(Location labeling records)
+===+
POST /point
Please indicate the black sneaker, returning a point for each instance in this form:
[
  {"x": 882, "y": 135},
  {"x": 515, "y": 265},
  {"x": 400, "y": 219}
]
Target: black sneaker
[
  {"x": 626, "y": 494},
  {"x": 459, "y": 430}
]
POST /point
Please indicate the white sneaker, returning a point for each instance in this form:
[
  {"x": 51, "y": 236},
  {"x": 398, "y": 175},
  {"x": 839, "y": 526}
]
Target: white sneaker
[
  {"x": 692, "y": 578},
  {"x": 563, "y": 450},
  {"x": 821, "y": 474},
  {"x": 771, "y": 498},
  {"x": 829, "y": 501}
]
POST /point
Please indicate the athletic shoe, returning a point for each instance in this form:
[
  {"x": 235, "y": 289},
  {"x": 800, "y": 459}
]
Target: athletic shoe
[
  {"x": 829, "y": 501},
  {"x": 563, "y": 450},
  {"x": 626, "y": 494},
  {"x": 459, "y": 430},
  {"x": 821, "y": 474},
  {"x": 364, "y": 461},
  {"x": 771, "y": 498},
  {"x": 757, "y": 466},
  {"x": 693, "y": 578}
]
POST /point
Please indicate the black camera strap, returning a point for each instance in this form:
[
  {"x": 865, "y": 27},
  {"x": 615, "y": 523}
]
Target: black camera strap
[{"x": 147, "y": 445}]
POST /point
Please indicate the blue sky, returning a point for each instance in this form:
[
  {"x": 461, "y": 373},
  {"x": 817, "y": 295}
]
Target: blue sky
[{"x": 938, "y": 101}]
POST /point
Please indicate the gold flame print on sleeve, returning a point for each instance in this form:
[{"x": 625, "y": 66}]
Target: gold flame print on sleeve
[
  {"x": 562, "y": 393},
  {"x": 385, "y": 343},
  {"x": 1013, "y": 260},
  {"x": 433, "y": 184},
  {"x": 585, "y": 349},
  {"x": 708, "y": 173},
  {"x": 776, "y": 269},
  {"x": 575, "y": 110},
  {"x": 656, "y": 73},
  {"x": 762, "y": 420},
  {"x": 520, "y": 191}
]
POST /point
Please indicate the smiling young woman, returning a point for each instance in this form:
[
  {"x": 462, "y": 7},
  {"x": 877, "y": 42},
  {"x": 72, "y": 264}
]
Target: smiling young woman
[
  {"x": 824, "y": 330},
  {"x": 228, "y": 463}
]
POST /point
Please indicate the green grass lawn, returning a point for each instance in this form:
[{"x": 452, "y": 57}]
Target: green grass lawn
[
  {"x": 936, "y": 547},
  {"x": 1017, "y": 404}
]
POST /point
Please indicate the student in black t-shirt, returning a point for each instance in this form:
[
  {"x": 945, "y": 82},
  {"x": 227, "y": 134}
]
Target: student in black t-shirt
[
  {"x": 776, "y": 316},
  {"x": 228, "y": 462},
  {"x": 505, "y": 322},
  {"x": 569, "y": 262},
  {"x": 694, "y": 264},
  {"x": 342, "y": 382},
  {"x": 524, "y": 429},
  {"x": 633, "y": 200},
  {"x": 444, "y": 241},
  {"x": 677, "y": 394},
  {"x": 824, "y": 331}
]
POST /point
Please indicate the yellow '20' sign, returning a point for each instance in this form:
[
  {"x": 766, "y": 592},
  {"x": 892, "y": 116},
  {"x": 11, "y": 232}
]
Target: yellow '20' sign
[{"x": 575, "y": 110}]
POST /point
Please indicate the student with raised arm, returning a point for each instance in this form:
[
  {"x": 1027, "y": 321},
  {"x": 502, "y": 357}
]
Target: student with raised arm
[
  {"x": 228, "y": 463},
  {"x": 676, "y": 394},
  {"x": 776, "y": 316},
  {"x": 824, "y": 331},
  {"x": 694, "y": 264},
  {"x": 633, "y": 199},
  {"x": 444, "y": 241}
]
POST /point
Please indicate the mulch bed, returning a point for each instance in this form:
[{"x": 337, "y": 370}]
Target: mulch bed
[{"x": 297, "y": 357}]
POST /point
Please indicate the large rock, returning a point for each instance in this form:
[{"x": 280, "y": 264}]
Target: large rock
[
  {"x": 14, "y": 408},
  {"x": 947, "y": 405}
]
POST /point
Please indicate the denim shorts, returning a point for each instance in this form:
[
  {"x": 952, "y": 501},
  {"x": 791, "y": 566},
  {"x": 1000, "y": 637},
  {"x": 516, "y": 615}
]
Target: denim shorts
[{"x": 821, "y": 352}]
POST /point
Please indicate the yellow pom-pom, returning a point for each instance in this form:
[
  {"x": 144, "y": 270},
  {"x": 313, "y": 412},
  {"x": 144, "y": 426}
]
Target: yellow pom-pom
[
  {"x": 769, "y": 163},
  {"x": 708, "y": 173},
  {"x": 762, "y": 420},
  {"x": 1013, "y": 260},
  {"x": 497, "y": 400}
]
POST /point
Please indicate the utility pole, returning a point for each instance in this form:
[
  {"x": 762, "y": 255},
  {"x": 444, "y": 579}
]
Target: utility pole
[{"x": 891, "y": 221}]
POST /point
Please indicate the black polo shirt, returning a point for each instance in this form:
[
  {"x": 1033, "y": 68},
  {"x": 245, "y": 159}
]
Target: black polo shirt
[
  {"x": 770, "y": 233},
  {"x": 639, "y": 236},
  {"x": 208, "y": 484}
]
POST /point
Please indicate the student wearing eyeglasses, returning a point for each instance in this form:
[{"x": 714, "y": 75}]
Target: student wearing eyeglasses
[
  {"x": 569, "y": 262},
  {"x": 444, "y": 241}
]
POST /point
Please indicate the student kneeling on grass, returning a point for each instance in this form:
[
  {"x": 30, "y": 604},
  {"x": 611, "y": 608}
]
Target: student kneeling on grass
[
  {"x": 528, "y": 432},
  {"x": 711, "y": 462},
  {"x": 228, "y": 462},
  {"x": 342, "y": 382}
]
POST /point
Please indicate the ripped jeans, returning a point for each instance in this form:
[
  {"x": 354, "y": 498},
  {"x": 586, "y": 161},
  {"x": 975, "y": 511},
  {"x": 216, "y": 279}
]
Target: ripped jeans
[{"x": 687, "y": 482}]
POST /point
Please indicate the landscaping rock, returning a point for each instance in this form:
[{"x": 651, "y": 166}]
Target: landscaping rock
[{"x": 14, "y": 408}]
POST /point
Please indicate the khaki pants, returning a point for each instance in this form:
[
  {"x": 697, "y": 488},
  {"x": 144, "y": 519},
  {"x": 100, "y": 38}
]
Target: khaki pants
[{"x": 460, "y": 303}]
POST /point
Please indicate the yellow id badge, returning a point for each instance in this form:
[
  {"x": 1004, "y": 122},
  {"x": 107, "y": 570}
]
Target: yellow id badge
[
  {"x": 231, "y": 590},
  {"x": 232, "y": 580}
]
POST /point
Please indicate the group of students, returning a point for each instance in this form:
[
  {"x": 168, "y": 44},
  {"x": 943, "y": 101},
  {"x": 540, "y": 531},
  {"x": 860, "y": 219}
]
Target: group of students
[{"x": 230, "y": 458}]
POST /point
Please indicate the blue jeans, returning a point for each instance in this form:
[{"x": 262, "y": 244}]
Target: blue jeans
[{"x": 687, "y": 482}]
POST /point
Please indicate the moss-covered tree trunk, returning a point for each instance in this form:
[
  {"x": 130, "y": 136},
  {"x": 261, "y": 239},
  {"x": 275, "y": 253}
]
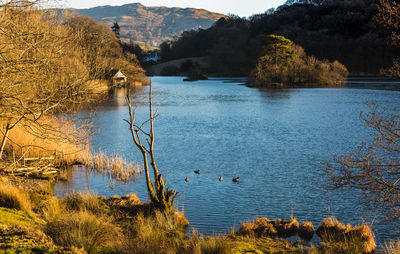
+===+
Task objective: Select and copy each line in the records above that contains the word "denim".

The completed task:
Please indicate the denim shorts, returning a point for each instance in this form:
Target: denim shorts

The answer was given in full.